=== Data shown ===

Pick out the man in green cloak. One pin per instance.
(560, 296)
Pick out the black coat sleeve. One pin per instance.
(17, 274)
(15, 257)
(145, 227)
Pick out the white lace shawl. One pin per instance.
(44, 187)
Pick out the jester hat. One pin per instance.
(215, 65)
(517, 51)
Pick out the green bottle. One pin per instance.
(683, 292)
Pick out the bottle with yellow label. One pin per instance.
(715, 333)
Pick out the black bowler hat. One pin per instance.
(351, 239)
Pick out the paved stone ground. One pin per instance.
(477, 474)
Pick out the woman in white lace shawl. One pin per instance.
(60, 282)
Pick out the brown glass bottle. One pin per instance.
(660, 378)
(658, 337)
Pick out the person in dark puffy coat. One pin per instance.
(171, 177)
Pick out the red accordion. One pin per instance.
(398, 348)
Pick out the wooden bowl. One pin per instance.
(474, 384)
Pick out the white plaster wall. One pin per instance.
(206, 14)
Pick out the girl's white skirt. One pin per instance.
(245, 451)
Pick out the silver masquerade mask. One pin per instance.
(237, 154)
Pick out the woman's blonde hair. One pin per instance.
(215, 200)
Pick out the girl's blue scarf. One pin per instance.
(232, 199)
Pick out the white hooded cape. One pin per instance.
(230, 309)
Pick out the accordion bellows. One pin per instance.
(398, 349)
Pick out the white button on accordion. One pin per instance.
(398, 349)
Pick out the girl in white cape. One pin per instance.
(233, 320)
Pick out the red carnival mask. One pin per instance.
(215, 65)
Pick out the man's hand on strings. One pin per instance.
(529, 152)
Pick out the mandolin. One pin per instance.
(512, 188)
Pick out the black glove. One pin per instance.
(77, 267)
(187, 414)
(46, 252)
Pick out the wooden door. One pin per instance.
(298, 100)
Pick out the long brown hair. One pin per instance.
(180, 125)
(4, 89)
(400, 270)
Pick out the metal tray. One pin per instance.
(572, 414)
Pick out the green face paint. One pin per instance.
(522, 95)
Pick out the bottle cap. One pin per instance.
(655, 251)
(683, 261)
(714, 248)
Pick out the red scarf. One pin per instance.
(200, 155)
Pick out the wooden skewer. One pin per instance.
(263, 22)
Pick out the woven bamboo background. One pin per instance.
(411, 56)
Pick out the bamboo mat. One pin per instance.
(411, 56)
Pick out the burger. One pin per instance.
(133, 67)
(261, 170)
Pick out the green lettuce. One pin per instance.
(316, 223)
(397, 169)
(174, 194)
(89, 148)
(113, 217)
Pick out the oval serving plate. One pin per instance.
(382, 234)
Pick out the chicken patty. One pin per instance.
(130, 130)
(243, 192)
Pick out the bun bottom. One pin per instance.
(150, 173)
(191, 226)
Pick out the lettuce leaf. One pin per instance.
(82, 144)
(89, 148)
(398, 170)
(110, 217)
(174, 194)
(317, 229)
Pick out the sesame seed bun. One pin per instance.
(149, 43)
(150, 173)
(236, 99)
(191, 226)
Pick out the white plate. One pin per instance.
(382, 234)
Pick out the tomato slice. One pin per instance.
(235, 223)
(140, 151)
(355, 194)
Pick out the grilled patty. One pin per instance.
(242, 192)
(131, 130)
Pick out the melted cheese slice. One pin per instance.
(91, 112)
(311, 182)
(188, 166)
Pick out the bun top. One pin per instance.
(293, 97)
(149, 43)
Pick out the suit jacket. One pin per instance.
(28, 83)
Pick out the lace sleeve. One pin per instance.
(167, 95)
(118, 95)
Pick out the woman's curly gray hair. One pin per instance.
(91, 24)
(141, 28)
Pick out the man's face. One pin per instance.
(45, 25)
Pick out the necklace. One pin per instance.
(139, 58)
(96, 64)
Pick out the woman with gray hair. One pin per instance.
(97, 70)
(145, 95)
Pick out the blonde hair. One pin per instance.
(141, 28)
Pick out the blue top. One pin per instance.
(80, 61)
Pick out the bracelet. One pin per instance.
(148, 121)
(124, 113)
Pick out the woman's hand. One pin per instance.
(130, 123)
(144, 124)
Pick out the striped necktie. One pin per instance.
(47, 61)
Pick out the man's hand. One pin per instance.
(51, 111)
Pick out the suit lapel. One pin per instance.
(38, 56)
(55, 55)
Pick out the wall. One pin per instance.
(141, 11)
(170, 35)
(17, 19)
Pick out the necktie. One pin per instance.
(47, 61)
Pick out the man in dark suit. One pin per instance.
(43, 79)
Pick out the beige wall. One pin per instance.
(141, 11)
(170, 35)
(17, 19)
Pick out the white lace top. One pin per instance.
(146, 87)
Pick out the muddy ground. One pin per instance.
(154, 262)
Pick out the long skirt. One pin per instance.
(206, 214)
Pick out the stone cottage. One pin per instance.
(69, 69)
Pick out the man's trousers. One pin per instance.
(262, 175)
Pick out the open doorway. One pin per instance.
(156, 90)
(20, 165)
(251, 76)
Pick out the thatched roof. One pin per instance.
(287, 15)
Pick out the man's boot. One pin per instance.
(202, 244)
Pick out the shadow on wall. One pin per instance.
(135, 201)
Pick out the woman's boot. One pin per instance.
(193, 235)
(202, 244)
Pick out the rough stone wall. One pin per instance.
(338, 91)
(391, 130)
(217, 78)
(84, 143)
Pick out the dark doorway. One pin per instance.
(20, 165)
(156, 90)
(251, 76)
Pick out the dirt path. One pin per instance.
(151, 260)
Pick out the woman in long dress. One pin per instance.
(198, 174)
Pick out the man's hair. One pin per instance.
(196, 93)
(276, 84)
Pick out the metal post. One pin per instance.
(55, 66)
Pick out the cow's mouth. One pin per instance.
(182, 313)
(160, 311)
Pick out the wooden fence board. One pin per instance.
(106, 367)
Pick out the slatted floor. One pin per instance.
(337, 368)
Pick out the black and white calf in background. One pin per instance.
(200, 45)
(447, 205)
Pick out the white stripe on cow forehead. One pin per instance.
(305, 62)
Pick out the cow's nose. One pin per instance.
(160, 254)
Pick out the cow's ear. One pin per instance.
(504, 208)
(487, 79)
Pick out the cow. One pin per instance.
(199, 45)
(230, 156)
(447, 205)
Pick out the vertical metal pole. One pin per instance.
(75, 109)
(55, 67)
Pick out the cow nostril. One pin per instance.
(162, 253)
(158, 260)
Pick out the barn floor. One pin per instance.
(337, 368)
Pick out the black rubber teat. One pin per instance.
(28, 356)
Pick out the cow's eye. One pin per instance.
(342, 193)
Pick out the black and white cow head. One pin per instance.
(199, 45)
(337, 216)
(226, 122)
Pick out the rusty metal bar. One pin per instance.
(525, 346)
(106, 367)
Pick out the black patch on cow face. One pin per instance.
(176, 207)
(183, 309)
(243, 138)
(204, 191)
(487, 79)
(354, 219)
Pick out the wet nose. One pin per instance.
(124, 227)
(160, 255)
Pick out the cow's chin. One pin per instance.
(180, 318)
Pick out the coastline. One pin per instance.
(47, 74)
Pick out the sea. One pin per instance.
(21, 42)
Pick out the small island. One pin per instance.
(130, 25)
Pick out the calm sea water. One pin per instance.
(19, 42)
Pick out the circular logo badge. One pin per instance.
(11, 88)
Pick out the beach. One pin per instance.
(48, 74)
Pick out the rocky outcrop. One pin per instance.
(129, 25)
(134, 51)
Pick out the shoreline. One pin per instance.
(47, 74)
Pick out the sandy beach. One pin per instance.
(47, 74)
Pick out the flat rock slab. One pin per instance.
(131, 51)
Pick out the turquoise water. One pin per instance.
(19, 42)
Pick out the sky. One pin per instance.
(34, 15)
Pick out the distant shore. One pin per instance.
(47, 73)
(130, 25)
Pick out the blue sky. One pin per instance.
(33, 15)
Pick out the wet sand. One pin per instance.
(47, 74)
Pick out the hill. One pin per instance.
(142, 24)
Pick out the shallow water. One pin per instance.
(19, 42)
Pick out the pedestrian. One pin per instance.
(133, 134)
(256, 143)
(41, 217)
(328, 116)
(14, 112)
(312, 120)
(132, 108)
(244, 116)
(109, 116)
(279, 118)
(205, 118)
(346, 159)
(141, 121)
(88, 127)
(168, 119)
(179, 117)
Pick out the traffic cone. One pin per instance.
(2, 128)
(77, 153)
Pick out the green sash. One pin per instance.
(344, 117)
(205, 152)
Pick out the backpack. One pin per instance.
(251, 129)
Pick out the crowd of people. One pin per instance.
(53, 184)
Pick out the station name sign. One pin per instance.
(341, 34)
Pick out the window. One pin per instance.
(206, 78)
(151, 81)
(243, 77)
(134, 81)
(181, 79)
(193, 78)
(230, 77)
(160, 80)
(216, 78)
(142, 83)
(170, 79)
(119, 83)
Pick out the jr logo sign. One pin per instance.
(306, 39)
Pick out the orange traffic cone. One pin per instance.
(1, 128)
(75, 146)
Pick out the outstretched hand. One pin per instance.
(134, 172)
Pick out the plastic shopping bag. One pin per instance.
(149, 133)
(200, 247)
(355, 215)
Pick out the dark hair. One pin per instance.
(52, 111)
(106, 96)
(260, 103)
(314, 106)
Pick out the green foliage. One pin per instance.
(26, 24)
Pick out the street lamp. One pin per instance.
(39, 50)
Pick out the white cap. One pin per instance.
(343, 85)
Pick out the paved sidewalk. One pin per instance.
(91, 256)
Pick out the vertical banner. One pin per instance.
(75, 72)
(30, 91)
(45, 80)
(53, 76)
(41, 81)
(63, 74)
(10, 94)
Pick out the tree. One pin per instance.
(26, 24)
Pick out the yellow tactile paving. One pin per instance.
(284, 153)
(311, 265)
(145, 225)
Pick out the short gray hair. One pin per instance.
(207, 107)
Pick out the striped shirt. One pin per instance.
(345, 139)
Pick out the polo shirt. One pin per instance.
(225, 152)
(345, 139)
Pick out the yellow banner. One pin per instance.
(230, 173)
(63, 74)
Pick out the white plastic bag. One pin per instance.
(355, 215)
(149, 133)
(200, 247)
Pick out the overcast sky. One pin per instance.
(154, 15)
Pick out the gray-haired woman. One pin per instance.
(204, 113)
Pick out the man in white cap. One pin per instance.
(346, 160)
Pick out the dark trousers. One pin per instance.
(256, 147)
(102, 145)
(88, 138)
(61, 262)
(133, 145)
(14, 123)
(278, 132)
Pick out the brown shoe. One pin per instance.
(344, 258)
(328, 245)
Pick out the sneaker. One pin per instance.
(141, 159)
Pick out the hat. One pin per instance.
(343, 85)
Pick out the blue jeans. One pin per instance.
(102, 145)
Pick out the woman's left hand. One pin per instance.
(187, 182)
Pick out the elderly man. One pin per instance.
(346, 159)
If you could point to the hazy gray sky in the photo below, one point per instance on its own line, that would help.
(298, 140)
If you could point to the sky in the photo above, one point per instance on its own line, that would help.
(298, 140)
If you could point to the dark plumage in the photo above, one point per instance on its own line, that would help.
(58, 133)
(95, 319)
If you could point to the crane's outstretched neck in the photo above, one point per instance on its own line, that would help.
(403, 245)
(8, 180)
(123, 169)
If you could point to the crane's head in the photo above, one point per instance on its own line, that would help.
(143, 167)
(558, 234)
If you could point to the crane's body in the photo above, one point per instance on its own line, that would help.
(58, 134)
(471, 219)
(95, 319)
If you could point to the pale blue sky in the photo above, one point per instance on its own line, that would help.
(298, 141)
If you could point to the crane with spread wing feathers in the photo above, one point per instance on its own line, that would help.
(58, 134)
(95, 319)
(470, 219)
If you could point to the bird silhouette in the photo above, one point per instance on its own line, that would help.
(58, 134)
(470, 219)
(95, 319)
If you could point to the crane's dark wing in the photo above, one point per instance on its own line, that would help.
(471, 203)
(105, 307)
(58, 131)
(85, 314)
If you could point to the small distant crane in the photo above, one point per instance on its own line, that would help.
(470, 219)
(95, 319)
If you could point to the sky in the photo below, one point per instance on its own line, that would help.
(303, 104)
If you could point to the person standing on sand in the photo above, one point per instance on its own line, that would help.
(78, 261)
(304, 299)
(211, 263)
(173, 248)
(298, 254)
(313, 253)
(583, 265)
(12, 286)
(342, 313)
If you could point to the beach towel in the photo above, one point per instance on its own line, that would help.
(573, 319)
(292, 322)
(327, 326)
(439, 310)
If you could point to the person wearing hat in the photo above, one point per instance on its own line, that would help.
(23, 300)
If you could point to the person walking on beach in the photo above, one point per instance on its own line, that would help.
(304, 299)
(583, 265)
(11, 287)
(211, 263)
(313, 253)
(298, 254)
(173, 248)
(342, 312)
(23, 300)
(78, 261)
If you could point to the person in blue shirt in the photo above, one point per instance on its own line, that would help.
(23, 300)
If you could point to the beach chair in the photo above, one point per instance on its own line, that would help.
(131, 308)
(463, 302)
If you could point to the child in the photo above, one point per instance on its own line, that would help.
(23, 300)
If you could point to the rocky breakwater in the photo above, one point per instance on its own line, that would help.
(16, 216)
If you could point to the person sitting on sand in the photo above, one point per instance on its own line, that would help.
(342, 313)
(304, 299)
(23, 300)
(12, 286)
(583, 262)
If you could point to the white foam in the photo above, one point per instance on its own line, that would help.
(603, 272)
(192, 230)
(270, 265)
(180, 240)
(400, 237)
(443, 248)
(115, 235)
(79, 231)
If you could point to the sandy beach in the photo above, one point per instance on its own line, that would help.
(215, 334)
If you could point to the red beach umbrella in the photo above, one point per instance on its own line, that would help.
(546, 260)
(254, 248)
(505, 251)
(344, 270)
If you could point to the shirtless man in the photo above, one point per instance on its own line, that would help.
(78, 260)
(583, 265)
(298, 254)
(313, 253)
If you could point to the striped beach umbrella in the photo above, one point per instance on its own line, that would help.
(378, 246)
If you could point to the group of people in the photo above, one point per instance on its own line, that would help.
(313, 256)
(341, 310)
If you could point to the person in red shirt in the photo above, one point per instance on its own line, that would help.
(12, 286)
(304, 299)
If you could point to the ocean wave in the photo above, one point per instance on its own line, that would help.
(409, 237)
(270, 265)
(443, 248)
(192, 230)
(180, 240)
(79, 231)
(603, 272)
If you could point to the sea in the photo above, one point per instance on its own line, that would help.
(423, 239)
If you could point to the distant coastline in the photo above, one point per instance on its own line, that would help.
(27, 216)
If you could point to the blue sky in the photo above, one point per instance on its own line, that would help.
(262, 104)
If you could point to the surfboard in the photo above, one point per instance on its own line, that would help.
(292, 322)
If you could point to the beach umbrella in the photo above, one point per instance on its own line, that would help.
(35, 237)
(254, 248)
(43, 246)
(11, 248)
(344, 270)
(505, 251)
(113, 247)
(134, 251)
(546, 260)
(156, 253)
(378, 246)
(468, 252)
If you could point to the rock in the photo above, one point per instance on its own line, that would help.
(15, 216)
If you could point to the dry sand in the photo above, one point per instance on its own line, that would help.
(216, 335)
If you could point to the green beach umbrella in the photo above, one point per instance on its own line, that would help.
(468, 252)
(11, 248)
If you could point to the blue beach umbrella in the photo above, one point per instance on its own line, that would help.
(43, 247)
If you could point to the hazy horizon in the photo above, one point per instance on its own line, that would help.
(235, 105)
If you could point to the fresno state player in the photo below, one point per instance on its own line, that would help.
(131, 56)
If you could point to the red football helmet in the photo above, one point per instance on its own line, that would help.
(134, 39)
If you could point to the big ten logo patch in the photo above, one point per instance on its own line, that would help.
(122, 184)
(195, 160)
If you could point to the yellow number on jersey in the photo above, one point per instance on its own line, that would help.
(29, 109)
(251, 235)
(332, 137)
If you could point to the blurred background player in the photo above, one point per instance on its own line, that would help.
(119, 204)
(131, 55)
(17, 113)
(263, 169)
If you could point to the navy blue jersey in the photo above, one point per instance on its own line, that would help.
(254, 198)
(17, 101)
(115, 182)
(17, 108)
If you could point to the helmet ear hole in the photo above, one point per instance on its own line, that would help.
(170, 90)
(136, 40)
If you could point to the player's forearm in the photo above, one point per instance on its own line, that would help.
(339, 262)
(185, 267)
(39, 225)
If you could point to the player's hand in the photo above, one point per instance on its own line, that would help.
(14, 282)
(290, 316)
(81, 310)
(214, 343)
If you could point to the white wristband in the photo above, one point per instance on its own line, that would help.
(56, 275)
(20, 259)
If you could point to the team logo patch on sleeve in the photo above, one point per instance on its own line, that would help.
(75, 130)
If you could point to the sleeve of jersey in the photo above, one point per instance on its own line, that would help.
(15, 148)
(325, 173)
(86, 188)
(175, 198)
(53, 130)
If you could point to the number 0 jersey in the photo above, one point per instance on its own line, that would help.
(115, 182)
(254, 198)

===

» **What needs to be done**
The expected output is the exact run of lines from the line with "If you could point to the sleeve" through the last line of the material above.

» **Result of the exercise**
If you could point to the sleeve of jersey in the photo above, one point per instance on its own line, that would help.
(15, 148)
(325, 173)
(86, 188)
(175, 198)
(53, 130)
If you could point to the number 0 jersey in the photo above, one point per instance on its own line, that would help.
(115, 182)
(254, 198)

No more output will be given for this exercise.